* start *

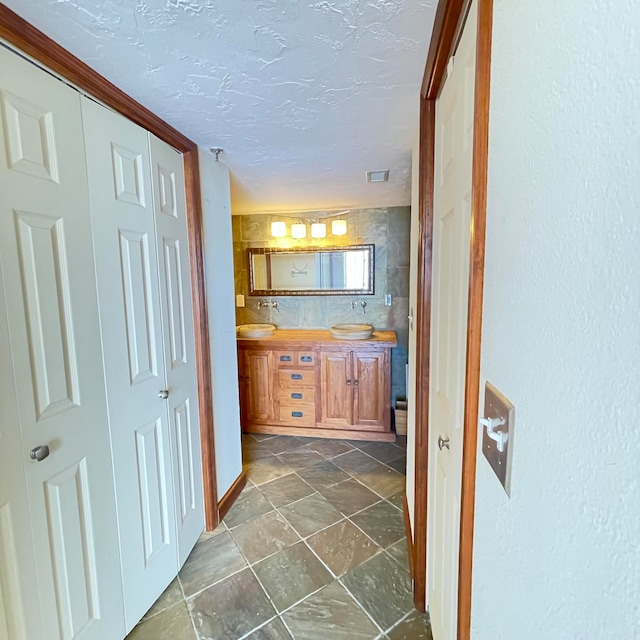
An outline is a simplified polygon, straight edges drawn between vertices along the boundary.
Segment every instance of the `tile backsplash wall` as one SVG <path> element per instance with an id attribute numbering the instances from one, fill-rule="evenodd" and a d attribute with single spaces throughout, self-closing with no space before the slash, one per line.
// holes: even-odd
<path id="1" fill-rule="evenodd" d="M 308 214 L 304 219 L 310 218 Z M 392 350 L 391 397 L 406 397 L 405 364 L 409 341 L 409 230 L 410 207 L 352 209 L 340 216 L 347 221 L 347 235 L 331 235 L 331 220 L 326 238 L 291 238 L 291 223 L 304 221 L 298 217 L 274 215 L 233 216 L 233 258 L 235 288 L 245 296 L 245 306 L 236 308 L 236 323 L 271 322 L 280 329 L 328 329 L 341 322 L 365 322 L 375 329 L 391 329 L 398 336 L 398 347 Z M 273 238 L 271 223 L 287 223 L 287 237 Z M 375 244 L 375 295 L 373 296 L 249 296 L 247 249 L 256 247 L 328 247 L 351 244 Z M 391 294 L 390 307 L 384 304 L 385 294 Z M 279 311 L 258 309 L 258 301 L 278 301 Z M 351 308 L 351 301 L 358 308 Z M 360 301 L 367 303 L 362 313 Z"/>

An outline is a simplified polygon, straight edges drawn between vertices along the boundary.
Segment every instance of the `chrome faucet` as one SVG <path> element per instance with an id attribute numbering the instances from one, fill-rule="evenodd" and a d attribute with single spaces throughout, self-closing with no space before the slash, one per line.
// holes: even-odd
<path id="1" fill-rule="evenodd" d="M 265 307 L 271 307 L 276 313 L 280 313 L 280 310 L 278 309 L 278 303 L 276 301 L 265 302 L 264 300 L 258 300 L 258 309 L 263 309 Z"/>

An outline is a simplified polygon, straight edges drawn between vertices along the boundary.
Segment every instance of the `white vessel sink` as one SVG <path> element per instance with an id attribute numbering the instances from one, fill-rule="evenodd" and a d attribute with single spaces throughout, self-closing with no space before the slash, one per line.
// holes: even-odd
<path id="1" fill-rule="evenodd" d="M 236 327 L 240 338 L 268 338 L 276 330 L 273 324 L 241 324 Z"/>
<path id="2" fill-rule="evenodd" d="M 339 340 L 366 340 L 371 337 L 373 327 L 370 324 L 337 324 L 329 333 Z"/>

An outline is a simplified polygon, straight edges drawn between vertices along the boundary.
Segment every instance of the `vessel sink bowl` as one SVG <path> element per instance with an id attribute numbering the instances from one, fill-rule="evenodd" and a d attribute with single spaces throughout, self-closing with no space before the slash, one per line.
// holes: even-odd
<path id="1" fill-rule="evenodd" d="M 236 327 L 240 338 L 268 338 L 276 330 L 272 324 L 241 324 Z"/>
<path id="2" fill-rule="evenodd" d="M 337 324 L 329 333 L 339 340 L 366 340 L 371 337 L 373 327 L 370 324 Z"/>

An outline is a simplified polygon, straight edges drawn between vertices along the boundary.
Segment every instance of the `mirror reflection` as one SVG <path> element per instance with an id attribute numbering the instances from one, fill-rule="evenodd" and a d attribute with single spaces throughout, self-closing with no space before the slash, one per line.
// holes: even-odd
<path id="1" fill-rule="evenodd" d="M 249 295 L 374 292 L 374 245 L 248 249 Z"/>

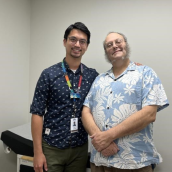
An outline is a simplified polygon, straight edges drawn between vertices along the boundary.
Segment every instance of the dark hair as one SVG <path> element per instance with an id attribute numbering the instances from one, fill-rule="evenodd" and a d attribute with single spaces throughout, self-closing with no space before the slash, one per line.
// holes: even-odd
<path id="1" fill-rule="evenodd" d="M 67 37 L 68 35 L 70 34 L 71 30 L 72 29 L 78 29 L 78 30 L 81 30 L 82 32 L 84 32 L 86 35 L 87 35 L 87 43 L 89 44 L 90 43 L 90 36 L 91 36 L 91 33 L 90 31 L 88 30 L 88 28 L 81 22 L 76 22 L 74 24 L 71 24 L 65 31 L 65 34 L 64 34 L 64 39 L 67 40 Z"/>

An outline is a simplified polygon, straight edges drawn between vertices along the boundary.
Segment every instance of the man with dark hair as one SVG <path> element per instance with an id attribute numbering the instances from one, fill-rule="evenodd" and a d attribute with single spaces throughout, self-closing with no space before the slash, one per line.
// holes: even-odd
<path id="1" fill-rule="evenodd" d="M 88 135 L 81 111 L 98 75 L 81 63 L 89 43 L 90 31 L 83 23 L 70 25 L 63 40 L 65 58 L 45 69 L 37 82 L 30 108 L 36 172 L 86 170 Z"/>
<path id="2" fill-rule="evenodd" d="M 129 60 L 129 45 L 121 33 L 104 41 L 112 68 L 92 84 L 82 112 L 92 138 L 92 172 L 152 172 L 162 162 L 153 142 L 156 113 L 169 105 L 156 73 Z M 104 150 L 116 143 L 116 154 Z"/>

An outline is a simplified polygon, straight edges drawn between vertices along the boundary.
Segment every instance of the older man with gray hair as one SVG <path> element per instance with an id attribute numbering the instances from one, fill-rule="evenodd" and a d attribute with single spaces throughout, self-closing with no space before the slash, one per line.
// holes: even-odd
<path id="1" fill-rule="evenodd" d="M 92 172 L 152 172 L 162 162 L 153 122 L 169 105 L 164 88 L 150 67 L 130 61 L 123 34 L 110 32 L 104 50 L 112 68 L 95 79 L 82 112 Z"/>

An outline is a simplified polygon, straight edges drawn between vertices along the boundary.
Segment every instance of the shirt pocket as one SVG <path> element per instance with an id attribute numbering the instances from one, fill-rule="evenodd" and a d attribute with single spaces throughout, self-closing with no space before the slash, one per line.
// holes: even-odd
<path id="1" fill-rule="evenodd" d="M 126 104 L 136 104 L 141 105 L 141 92 L 142 87 L 141 84 L 132 85 L 131 90 L 124 91 L 124 99 L 123 102 Z"/>

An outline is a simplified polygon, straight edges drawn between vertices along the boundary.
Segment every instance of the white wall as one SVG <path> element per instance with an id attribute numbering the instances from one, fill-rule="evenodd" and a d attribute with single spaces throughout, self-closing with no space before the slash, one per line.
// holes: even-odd
<path id="1" fill-rule="evenodd" d="M 29 111 L 37 79 L 44 68 L 65 56 L 64 31 L 77 21 L 85 23 L 92 34 L 91 44 L 83 57 L 86 65 L 98 72 L 109 69 L 111 65 L 104 59 L 102 42 L 109 31 L 122 32 L 131 46 L 131 60 L 148 65 L 157 72 L 171 102 L 171 0 L 31 0 L 29 74 L 29 0 L 0 0 L 0 3 L 0 50 L 5 45 L 5 50 L 0 51 L 3 60 L 0 69 L 1 131 L 30 120 L 30 114 L 28 119 L 25 114 Z M 9 73 L 5 73 L 9 64 Z M 172 169 L 170 110 L 168 107 L 159 112 L 154 125 L 155 144 L 164 159 L 156 172 L 170 172 Z M 3 162 L 13 167 L 15 158 L 4 155 L 0 145 L 0 158 L 4 157 Z"/>
<path id="2" fill-rule="evenodd" d="M 0 0 L 0 134 L 29 112 L 30 1 Z M 16 154 L 0 141 L 0 171 L 16 171 Z"/>
<path id="3" fill-rule="evenodd" d="M 170 0 L 33 0 L 31 18 L 30 100 L 41 71 L 65 56 L 65 29 L 76 21 L 91 31 L 91 44 L 83 62 L 99 72 L 110 68 L 104 59 L 102 42 L 109 31 L 128 37 L 131 60 L 152 67 L 160 77 L 171 102 L 172 1 Z M 156 172 L 170 172 L 172 131 L 171 107 L 159 112 L 154 139 L 164 162 Z"/>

* end *

Aim of the task:
Copy the items word for word, from their start through the line containing "308 214 L 304", both ends included. Leave the pictures out of your answer.

Solution:
An outline is a simplified polygon, straight edges drawn between vertices along the boundary.
Segment every instance of the `tile backsplash wall` as one SVG <path> element per instance with an id attribute numbering the instances from one, fill-rule="evenodd" and a d attribute with single spaces throughout, self-closing with no space before the slash, one per line.
// holes: even-odd
<path id="1" fill-rule="evenodd" d="M 308 214 L 304 219 L 310 218 Z M 392 350 L 391 397 L 406 397 L 405 364 L 409 341 L 409 230 L 410 207 L 352 209 L 340 216 L 347 221 L 347 235 L 331 235 L 331 220 L 326 238 L 291 238 L 291 223 L 304 221 L 298 217 L 274 215 L 233 216 L 233 258 L 235 288 L 245 296 L 245 306 L 236 308 L 236 323 L 271 322 L 280 329 L 328 329 L 341 322 L 365 322 L 375 329 L 391 329 L 398 336 L 398 347 Z M 273 238 L 271 223 L 287 223 L 287 237 Z M 375 244 L 375 295 L 373 296 L 249 296 L 247 249 L 256 247 L 328 247 L 351 244 Z M 391 294 L 390 307 L 384 304 L 385 294 Z M 279 311 L 258 309 L 258 301 L 278 301 Z M 351 308 L 351 301 L 358 308 Z M 360 301 L 367 303 L 362 313 Z"/>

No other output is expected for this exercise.